### Task directions
Retype, exactly as they appear below, the lines between the line holding "Phrase: multi-story building" and the line holding "turf field, recorded as pixel coordinates.", both ends included.
Source data: Begin
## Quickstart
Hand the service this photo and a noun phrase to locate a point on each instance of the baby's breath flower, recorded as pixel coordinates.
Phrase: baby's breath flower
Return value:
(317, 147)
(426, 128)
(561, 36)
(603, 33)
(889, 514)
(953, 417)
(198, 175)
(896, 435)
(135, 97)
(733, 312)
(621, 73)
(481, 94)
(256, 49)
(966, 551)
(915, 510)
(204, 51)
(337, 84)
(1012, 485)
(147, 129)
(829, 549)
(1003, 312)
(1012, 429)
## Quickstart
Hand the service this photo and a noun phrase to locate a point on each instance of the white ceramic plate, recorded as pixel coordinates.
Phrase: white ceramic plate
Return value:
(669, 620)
Source data: End
Source data: Begin
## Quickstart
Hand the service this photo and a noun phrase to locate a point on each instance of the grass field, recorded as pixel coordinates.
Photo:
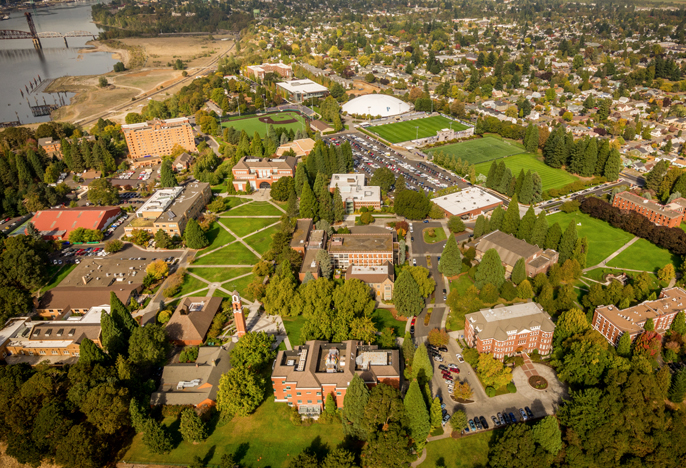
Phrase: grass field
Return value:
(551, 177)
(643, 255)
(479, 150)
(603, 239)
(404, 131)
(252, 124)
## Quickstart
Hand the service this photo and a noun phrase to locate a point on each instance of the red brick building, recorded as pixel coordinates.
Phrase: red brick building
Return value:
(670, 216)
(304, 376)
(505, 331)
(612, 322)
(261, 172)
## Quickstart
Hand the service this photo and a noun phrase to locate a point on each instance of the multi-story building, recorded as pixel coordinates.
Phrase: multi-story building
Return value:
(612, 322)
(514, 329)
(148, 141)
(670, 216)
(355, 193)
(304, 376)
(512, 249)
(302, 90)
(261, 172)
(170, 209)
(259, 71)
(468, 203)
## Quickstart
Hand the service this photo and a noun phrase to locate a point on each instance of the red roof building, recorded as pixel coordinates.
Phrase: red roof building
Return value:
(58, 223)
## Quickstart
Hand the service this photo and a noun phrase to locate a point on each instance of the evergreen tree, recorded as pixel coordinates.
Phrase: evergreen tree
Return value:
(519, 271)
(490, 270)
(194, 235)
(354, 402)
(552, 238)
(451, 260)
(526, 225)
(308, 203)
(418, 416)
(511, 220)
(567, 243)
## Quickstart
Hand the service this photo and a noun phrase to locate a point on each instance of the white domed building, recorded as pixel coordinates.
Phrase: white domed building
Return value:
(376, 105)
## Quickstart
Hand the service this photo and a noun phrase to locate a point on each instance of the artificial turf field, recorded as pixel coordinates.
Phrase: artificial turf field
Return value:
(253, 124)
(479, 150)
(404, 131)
Source data: End
Source data: Begin
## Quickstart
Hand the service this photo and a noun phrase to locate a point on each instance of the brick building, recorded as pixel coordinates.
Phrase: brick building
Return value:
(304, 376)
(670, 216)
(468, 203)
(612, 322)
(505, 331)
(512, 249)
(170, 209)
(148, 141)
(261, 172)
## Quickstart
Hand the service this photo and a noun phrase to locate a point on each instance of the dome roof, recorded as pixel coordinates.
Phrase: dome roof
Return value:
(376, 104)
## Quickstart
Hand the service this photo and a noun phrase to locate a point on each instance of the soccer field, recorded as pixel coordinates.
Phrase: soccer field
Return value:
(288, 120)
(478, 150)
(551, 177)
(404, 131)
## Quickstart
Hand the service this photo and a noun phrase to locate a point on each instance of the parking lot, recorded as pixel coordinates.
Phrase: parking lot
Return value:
Source data: End
### Answer to this task
Phrase: multi-story building
Return value:
(612, 322)
(514, 329)
(148, 141)
(670, 216)
(355, 193)
(304, 376)
(512, 249)
(302, 90)
(261, 172)
(170, 209)
(259, 71)
(468, 203)
## Quickstart
Hand the service this photo and a noun phrase to locate a point on each instance of the red roof building, recorded as pixel coordinates.
Phrase: red roof building
Return value:
(58, 223)
## Quickstart
Hand the service this photo and a noun phrase to locate a point on each instance of the evergreen tree, recorded as pixel coordinates.
Phrase: evergreen tree
Return value:
(519, 271)
(490, 270)
(194, 235)
(354, 402)
(552, 238)
(451, 260)
(526, 225)
(308, 203)
(418, 416)
(511, 220)
(567, 243)
## Quickstart
Hand the service this photo and a noun phrase to locate a point on each instance of the white domed building, recorded as pixel coordinates.
Phrase: white domed building
Return value:
(376, 105)
## Quickstart
Hand the service this photo and a noun phrase to locate a point on each instance of the artificial turf field, recorded as pixel coordinates.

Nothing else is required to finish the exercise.